** Begin Information provided **

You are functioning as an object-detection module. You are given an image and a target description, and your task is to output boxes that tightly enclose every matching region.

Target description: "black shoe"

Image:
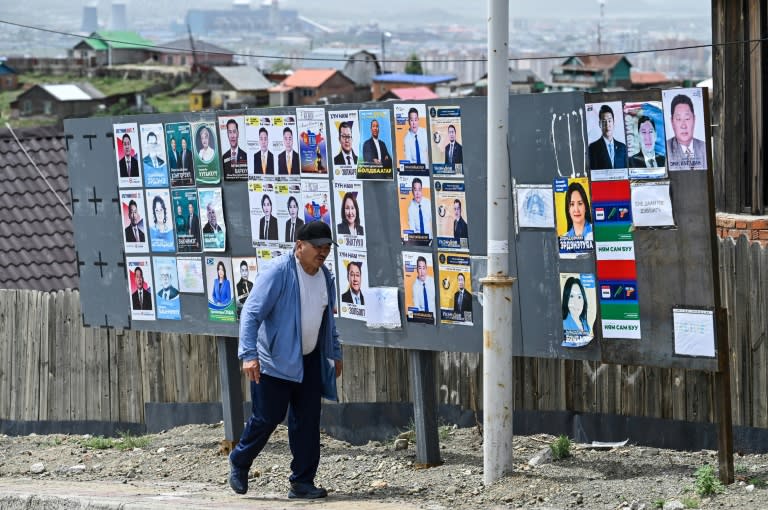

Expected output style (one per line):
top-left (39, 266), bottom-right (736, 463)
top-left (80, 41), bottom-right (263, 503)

top-left (288, 482), bottom-right (328, 499)
top-left (229, 458), bottom-right (248, 494)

** End Information provided **

> [Exercise instructions] Repeat the listing above word for word, but leave out the picture.

> [Answer in full]
You are functioning as an object-detection module. You are given an image and a target description, and your task is to output boxes that tightly enclose every matching region.

Target description: "black shoe"

Image:

Expected output style (one per line):
top-left (39, 266), bottom-right (736, 463)
top-left (80, 41), bottom-right (263, 503)

top-left (288, 482), bottom-right (328, 499)
top-left (229, 458), bottom-right (248, 494)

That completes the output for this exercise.